(begin)
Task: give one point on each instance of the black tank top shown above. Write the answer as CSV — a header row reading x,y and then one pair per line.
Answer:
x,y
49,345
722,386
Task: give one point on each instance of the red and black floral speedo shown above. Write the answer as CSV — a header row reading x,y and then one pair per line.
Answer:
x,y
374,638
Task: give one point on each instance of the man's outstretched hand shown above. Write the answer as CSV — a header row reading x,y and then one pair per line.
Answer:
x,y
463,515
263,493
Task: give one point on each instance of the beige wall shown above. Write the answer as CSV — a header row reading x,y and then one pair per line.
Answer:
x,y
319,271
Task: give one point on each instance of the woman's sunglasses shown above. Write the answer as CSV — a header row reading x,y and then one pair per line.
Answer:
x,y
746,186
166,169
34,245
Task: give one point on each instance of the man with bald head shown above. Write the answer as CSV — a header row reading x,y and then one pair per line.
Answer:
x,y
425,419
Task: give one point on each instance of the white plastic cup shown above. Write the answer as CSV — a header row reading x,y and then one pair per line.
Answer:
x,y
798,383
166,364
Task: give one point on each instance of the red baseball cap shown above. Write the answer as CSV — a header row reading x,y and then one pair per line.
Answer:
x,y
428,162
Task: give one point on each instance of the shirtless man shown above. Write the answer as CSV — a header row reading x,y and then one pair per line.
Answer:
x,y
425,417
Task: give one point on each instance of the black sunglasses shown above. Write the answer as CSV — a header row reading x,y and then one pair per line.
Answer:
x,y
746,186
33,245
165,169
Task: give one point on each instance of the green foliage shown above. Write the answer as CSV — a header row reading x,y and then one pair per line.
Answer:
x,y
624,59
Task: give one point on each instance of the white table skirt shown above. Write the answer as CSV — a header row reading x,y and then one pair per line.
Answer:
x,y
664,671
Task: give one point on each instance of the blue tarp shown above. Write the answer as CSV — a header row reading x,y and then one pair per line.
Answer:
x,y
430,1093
(end)
(begin)
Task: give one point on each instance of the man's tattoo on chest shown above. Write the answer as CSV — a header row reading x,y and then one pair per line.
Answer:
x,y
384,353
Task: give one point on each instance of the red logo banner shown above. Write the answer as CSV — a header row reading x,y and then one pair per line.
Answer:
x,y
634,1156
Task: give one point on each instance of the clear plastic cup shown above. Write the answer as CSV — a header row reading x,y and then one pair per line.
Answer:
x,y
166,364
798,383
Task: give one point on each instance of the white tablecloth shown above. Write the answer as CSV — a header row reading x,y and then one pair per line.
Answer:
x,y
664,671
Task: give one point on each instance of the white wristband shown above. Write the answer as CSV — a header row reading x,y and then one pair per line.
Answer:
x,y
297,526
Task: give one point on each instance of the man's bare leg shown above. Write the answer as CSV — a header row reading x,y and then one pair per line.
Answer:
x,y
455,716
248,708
(end)
(begin)
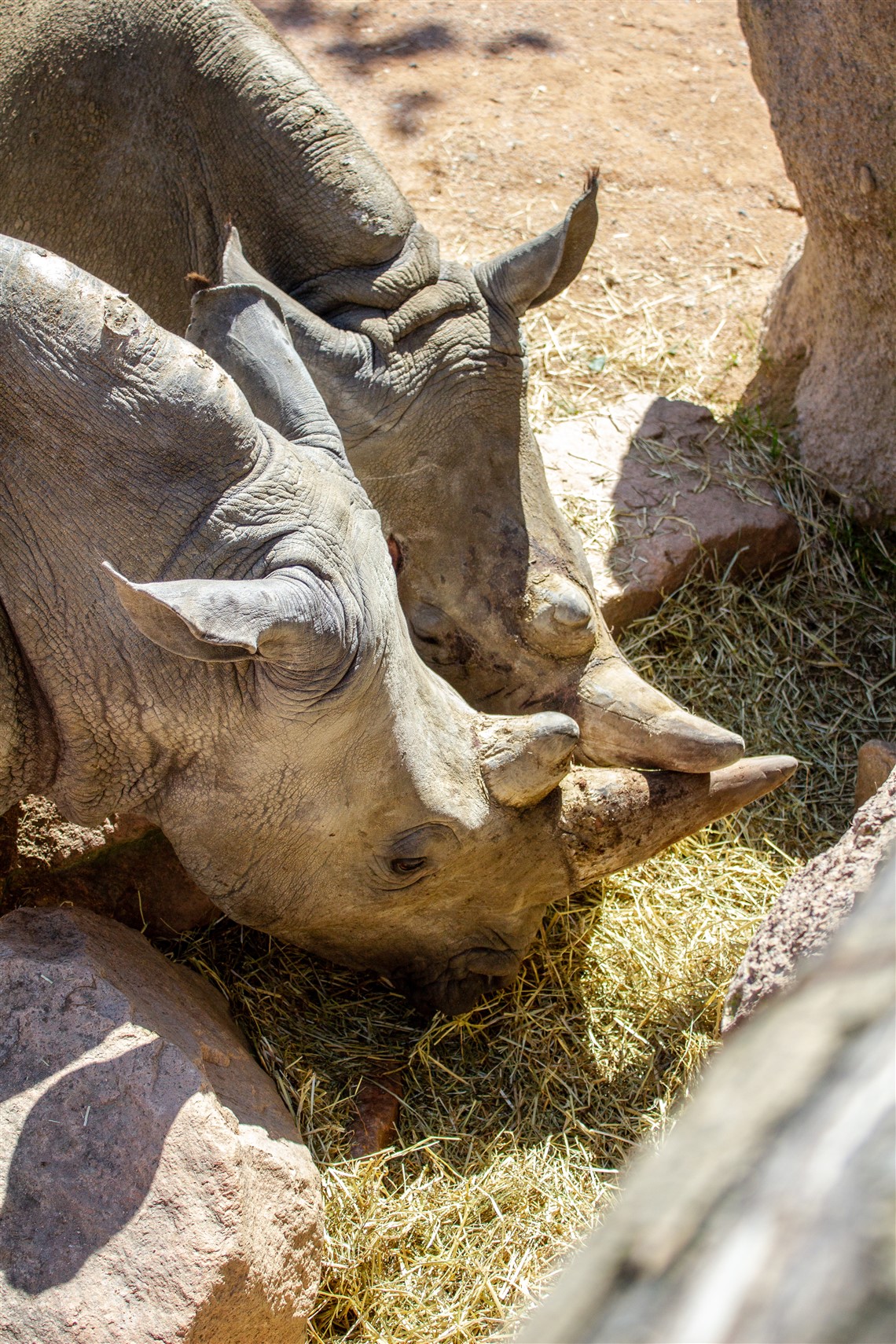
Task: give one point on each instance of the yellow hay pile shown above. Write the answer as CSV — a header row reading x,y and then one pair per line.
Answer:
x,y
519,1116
(end)
**Exercise task:** Collect every line in the entries above that contains the string "plastic", and note that case must match.

**Output of the task:**
Task: give one point on each instance of the white plastic cup shown above. Write the answer as CSV — a header row reading x,y and then one pair per line.
Task: give one point on each instance of the clear plastic cup shown above. Write the answer as CSV — a header row reading x,y and then one pair per line.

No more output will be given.